CONSIGNES DE TRAVAIL: Pouvez-vous reprendre à l'identique, dans le texte sur le blanchiment de capitaux ci-dessous, tout ce qui va de « On distingue communément » jusqu'à « capitaux investis (intégration). » ?

TEXTE DU DOCUMENT:

Le blanchiment de capitaux consiste à dissimuler l’origine de fonds obtenus de manière illicite et à les introduire dans l’économie légale afin que leurs détenteurs puissent en conserver la jouissance. Le blanchiment n’existe que par la commission préalable d’une infraction dite « sous-jacente » ce qui fait du blanchiment une infraction « de conséquence ». Le blanchiment de capitaux représenterait 3 % du produit intérieur brut (PIB) mondial d’après les statistiques de la Cour des comptes européenne (L’Union européenne et la lutte contre le blanchiment de capitaux dans le secteur bancaire : des efforts fragmentés et une mise en œuvre insuffisante, rapport spécial de la Cour des comptes européenne, 2021).

Le rôle de la cellule anti-blanchiment

On distingue communément trois étapes du processus de blanchiment :

• première étape : introduire les revenus illégaux dans le système financier (placement) ;

• deuxième étape : éloigner ces fonds de leur source pour en dissimuler l’origine (l’empilement) ;

• troisième étape : réintroduire ces fonds dans des activités économiques légitimes et lucratives, ou dont le rendement assure de conserver une part substantielle des capitaux investis (intégration).

Extraits d'un jeu de données d'annotation par points:
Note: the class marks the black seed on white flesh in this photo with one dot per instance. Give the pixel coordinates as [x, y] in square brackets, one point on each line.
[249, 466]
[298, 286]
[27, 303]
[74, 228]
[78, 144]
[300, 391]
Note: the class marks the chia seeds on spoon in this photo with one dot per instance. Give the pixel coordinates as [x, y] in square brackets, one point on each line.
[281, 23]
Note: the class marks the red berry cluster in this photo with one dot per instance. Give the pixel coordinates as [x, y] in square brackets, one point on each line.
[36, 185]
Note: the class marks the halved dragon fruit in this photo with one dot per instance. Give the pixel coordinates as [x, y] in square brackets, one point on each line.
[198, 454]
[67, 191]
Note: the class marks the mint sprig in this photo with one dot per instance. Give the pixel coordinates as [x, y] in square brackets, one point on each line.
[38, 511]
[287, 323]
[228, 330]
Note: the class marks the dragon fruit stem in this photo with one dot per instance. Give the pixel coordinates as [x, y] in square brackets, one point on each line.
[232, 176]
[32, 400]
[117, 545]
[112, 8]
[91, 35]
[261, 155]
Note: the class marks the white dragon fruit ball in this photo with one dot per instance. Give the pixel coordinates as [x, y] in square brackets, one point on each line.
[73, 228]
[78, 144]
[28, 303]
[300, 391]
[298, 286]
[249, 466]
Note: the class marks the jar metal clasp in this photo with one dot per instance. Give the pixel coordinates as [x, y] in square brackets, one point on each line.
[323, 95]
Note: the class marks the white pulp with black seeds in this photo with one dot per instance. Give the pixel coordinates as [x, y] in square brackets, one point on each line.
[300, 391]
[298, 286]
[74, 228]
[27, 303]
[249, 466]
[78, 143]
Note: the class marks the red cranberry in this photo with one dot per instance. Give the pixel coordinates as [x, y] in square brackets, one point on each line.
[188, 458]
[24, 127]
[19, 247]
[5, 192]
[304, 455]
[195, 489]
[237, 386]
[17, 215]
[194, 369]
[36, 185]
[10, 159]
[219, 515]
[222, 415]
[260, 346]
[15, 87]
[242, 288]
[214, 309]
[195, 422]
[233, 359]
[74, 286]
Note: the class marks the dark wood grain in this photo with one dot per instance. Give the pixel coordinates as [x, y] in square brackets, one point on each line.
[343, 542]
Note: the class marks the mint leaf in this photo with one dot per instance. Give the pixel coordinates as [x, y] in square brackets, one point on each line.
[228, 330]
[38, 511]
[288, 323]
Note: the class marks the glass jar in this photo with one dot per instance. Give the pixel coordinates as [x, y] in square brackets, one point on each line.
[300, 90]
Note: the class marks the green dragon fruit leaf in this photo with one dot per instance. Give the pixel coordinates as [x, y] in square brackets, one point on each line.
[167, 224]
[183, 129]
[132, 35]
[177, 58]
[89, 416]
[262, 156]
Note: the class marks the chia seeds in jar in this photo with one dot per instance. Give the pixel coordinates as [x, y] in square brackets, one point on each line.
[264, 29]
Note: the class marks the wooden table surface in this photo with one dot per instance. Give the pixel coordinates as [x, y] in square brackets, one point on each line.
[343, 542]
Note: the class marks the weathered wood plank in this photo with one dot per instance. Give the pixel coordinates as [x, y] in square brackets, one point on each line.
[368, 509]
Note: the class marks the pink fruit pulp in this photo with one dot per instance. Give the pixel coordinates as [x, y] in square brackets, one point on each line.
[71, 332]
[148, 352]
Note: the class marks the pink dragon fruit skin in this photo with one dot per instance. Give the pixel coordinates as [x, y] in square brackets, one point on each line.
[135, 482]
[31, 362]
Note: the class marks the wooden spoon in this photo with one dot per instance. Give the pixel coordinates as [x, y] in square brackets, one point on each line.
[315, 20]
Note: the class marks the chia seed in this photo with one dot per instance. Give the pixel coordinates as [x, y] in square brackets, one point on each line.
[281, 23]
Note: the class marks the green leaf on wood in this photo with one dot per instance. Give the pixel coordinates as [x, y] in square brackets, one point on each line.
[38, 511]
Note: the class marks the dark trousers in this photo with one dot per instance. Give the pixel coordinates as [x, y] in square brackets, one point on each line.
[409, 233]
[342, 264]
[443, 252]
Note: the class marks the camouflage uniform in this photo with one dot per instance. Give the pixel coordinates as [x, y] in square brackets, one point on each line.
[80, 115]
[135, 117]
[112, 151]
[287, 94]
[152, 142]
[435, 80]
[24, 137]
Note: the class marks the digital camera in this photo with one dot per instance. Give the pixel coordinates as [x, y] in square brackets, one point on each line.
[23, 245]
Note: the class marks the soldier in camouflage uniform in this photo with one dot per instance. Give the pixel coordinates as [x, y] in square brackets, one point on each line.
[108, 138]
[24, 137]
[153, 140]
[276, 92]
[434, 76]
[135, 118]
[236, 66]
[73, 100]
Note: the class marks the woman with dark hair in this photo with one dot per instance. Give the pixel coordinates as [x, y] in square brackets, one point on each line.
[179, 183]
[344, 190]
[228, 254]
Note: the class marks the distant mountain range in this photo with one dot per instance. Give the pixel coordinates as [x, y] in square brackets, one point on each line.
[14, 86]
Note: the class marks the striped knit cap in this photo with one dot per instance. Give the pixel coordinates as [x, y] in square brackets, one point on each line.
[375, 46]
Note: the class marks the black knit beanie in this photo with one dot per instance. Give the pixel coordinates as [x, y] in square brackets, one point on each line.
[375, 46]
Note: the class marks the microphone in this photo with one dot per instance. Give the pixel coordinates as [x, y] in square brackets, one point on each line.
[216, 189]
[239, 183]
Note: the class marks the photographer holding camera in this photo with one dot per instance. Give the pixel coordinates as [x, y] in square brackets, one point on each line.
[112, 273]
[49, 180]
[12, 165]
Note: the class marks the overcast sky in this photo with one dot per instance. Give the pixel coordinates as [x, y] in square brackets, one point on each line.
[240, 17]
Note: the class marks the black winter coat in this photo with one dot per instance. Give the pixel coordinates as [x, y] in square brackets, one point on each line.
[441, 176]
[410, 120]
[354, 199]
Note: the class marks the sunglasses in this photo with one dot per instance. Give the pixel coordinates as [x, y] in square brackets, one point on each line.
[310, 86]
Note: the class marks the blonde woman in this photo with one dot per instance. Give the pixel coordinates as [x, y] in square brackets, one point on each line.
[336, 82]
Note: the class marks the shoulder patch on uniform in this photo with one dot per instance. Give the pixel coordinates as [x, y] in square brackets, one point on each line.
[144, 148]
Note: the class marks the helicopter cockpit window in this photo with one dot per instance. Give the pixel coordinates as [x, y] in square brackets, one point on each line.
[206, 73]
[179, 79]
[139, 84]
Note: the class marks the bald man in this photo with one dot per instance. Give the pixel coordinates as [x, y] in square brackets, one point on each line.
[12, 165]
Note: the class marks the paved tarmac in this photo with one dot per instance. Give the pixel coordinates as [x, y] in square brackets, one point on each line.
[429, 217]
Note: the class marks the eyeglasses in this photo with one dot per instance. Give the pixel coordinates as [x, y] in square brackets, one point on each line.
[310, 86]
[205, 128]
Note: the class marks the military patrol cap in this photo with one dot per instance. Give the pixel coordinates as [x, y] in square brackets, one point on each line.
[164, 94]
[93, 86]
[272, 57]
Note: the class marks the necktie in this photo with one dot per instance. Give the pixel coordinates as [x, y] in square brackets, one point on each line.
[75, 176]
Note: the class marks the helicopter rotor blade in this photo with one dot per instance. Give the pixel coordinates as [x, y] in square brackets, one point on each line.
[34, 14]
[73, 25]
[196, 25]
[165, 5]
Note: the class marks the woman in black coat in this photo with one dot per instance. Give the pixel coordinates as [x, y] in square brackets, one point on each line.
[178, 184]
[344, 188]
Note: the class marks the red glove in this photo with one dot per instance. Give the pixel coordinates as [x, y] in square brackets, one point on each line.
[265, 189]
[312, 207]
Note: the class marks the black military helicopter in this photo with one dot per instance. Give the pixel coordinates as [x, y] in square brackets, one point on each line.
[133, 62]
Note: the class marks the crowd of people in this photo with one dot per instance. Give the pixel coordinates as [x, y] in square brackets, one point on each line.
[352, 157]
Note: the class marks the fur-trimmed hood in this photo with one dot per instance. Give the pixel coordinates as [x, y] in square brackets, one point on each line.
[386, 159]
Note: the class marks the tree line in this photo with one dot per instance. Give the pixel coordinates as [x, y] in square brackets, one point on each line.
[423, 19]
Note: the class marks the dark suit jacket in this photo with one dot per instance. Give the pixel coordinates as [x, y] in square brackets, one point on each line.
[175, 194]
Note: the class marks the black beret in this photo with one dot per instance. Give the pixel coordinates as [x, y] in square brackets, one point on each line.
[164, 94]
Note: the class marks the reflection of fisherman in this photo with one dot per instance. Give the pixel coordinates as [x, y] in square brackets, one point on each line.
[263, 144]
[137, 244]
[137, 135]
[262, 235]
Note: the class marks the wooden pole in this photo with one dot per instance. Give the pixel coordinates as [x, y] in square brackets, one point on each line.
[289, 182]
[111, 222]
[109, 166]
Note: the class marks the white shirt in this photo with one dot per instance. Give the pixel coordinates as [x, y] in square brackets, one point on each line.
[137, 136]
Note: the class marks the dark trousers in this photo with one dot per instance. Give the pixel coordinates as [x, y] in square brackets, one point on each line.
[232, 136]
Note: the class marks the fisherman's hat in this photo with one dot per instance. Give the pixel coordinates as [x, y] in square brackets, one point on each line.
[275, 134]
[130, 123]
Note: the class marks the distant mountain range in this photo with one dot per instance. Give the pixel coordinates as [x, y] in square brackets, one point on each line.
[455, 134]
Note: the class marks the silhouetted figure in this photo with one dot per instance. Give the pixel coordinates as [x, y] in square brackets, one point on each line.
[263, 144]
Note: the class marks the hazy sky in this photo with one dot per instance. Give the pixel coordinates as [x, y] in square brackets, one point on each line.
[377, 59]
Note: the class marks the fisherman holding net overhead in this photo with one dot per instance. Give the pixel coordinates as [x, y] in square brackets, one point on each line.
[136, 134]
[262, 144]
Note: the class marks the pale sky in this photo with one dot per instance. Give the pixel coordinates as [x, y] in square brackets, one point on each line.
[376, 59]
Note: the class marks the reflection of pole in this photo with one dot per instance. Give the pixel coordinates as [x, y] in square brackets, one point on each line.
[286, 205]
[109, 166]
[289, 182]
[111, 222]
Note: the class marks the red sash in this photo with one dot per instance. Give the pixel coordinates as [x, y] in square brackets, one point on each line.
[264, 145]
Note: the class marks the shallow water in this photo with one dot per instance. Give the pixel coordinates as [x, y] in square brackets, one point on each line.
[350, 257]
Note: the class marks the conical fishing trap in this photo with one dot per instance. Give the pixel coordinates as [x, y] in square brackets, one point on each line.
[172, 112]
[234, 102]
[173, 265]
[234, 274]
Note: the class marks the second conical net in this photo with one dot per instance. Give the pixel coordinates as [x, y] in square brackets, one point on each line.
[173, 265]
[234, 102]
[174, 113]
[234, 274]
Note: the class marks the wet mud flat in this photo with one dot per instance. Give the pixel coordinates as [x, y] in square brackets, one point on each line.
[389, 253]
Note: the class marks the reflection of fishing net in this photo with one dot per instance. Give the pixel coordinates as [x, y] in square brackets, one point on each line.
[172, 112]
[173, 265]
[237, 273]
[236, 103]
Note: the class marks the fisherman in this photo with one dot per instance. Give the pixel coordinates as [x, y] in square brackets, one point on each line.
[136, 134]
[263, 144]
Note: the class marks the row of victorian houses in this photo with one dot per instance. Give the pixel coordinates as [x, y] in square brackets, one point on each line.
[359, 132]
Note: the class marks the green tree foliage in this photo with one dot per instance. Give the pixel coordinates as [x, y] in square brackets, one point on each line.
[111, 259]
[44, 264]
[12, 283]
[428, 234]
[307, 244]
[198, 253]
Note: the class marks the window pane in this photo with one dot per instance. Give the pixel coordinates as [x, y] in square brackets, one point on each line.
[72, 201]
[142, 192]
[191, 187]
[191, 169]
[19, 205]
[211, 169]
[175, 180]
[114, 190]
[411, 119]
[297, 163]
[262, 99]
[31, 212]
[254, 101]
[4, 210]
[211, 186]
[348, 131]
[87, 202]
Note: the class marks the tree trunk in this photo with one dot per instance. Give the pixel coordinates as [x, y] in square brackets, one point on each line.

EXERCICE TERMINÉ:
On distingue communément trois étapes du processus de blanchiment :

• première étape : introduire les revenus illégaux dans le système financier (placement) ;

• deuxième étape : éloigner ces fonds de leur source pour en dissimuler l’origine (l’empilement) ;

• troisième étape : réintroduire ces fonds dans des activités économiques légitimes et lucratives, ou dont le rendement assure de conserver une part substantielle des capitaux investis (intégration).